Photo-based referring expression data

+++++

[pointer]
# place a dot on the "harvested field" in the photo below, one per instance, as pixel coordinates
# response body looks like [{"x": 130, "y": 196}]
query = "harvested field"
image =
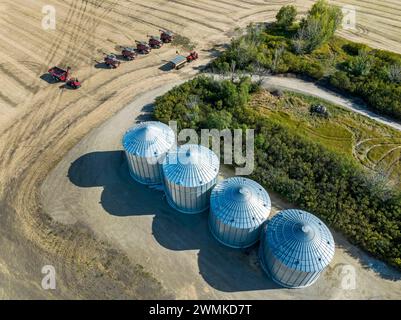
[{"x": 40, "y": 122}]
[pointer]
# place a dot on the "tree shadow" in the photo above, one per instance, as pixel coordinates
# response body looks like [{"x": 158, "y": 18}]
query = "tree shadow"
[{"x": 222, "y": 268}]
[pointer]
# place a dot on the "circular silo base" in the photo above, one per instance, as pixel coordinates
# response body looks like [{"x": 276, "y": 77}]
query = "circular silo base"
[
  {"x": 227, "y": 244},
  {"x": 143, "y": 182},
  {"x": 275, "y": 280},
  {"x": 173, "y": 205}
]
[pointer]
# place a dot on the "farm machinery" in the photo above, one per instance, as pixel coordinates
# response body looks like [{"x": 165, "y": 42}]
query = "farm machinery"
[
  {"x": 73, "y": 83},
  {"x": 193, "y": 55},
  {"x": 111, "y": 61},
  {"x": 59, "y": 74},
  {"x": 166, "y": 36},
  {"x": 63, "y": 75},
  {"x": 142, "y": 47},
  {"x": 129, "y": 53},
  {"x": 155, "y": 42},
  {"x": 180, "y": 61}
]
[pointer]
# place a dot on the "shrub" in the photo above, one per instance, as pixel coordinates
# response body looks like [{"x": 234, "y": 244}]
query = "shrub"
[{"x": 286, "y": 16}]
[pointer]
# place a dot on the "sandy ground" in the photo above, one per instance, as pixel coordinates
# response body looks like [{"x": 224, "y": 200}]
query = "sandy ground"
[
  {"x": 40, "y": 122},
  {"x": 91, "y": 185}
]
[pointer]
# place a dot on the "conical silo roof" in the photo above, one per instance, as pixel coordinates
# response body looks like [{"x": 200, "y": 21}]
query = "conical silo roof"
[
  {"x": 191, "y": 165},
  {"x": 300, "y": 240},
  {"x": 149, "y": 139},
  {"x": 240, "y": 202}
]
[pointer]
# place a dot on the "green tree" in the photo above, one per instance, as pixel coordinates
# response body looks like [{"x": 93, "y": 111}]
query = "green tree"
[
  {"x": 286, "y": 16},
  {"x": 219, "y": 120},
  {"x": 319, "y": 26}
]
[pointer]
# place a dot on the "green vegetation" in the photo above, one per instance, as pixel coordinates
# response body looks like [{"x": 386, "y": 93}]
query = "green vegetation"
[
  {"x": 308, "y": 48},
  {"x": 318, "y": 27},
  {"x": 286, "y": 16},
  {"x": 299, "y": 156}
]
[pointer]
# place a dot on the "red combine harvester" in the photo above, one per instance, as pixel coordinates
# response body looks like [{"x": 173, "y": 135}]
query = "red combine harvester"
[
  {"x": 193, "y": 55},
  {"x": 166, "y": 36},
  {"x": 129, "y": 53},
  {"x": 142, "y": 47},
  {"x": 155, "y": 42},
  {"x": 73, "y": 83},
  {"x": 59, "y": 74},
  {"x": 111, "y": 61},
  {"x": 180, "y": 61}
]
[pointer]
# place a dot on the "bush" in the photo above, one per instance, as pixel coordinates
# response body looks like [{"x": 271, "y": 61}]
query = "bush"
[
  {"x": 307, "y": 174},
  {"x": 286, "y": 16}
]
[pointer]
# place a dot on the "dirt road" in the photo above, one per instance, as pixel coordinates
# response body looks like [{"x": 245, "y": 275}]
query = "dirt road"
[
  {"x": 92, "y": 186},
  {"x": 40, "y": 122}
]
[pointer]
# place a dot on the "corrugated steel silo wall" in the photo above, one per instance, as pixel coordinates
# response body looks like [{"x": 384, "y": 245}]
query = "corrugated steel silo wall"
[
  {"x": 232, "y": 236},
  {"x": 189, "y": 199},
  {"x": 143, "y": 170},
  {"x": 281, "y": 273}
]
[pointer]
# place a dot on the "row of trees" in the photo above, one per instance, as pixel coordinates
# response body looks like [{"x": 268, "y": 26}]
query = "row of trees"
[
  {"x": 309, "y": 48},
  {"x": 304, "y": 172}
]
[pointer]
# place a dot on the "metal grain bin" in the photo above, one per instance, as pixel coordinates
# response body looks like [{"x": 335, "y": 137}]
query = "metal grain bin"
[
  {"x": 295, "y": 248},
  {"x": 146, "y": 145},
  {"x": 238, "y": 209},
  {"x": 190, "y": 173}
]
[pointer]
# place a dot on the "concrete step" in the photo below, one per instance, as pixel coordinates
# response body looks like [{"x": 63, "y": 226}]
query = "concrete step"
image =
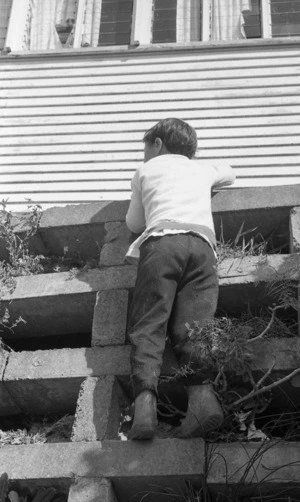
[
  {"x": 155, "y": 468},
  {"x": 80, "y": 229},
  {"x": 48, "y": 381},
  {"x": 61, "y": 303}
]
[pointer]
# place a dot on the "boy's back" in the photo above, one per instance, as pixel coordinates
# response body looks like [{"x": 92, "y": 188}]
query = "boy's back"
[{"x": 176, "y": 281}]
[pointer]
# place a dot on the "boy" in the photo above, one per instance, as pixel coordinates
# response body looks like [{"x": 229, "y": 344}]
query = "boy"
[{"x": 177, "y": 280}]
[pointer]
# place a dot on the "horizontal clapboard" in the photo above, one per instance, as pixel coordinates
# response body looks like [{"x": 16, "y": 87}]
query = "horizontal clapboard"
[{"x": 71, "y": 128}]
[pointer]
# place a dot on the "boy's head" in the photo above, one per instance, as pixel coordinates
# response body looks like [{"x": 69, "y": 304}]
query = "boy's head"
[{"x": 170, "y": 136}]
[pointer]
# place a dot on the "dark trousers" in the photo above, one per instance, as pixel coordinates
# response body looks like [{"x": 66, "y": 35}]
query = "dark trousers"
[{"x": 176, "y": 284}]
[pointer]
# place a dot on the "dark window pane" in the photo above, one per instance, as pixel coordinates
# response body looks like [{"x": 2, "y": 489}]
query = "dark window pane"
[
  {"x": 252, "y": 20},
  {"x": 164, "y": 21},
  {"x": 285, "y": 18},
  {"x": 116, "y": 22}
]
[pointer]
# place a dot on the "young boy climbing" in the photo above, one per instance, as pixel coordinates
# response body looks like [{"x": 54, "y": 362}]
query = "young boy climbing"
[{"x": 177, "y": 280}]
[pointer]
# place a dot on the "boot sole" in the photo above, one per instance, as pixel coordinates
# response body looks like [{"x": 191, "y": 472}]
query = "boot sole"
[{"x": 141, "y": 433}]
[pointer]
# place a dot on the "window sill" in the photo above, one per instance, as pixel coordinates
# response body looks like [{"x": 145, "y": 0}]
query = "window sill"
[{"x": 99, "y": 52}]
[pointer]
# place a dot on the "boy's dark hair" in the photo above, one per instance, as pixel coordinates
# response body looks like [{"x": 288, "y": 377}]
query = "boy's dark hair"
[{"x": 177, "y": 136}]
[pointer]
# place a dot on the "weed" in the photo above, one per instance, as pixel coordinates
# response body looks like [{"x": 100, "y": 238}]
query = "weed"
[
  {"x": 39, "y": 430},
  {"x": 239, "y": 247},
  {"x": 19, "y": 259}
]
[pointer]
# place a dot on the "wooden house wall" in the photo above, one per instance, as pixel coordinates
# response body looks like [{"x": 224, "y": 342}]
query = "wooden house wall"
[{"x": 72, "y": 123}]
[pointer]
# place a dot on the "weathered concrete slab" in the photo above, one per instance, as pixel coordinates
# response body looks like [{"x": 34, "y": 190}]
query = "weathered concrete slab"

+++++

§ ASSIGNMENT
Tell how many lines in the data above hold "slab". Nothing but the number.

§ FINISHED EXERCISE
2